### Goal of the exercise
Reproduce every row below word for word, without changing a single character.

### Data for the task
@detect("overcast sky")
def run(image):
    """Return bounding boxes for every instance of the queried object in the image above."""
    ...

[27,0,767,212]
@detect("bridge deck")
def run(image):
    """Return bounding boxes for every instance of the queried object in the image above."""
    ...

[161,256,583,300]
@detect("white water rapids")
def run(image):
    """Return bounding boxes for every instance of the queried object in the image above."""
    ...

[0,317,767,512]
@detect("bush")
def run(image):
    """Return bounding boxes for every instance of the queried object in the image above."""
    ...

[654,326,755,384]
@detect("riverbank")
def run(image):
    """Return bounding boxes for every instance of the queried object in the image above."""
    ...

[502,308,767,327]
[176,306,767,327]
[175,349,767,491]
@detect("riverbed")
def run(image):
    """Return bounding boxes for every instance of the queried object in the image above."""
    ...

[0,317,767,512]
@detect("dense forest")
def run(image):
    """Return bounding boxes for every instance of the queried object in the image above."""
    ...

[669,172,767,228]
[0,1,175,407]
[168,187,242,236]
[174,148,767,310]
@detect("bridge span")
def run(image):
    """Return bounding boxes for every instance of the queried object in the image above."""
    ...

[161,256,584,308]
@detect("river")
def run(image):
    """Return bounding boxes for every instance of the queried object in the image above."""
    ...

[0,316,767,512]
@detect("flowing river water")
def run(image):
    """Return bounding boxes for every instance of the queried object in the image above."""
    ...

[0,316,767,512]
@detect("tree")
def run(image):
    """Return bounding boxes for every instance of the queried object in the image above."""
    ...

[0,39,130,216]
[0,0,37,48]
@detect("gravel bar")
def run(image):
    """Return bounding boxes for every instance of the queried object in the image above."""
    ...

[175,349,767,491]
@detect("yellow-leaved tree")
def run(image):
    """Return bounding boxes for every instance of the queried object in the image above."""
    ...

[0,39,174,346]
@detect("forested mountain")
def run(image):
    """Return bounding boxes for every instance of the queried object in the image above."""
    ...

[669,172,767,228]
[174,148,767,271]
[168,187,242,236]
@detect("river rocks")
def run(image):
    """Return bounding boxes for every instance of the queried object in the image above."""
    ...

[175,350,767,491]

### Correct result
@detect("overcast sky")
def run(image):
    """Return bounding boxes for every instance of the queried object in the image above."""
    ...

[27,0,767,212]
@detect("bridge deck")
def run(image):
    """Return bounding boxes for every instance of the queried object in the image above."""
    ...

[161,256,583,300]
@detect("white water rapids")
def run(image):
    """Return bounding boxes for every instance of the queried object in the image above."""
    ...

[0,317,767,512]
@detect("bush")
def run(image):
    """Return bounding boxes for every instance of the queried object in the image above."""
    ...

[654,326,755,384]
@detect("riverbank")
def run(image):
    """Return bounding boxes for every instance of the queried object in the image above."""
    ...

[502,308,767,327]
[176,306,767,327]
[175,349,767,491]
@detect("riverbed")
def run(image):
    """Return bounding boxes for every instance of the queried object in the image above."""
    ...

[0,317,767,512]
@detect("dense forest")
def run(image):
    """Return bounding boxes for every instance of the queried object in the image above."""
    ...

[669,172,767,228]
[0,1,175,407]
[168,187,242,236]
[174,148,767,310]
@detect("bridge span")
def run(image):
    """Return bounding boxes for every instance of the queried object in the image above."""
    ...

[161,256,584,308]
@detect("river")
def run(image):
    """Return bounding boxes for every instance of the queried object in the image above."""
    ...

[0,316,767,512]
@detect("flowing river water")
def run(image):
    """Return bounding boxes for every instance of the queried object in the image above."""
    ...

[0,316,767,512]
@detect("tree")
def run(image):
    """Return bounding boxes for every instance of the queried object in the image above."""
    ...

[0,39,130,216]
[0,0,37,48]
@detect("gravel bar")
def run(image):
    """Return bounding boxes for every instance of the queried object in the image above."""
    ...

[175,349,767,491]
@detect("yellow-leaved tree")
def run(image):
    """Return bounding boxes for every instance of the queried object in the image above."""
    ...

[0,39,174,346]
@detect("forested mountain")
def run(image):
    """Return bounding boxes for every instance of the queried object in the image above."""
    ...

[669,172,767,228]
[174,148,767,271]
[168,187,242,236]
@detect("river rocks")
def run(image):
    """Return bounding boxes for every instance of the queried object in the image above."""
    ...

[175,350,767,491]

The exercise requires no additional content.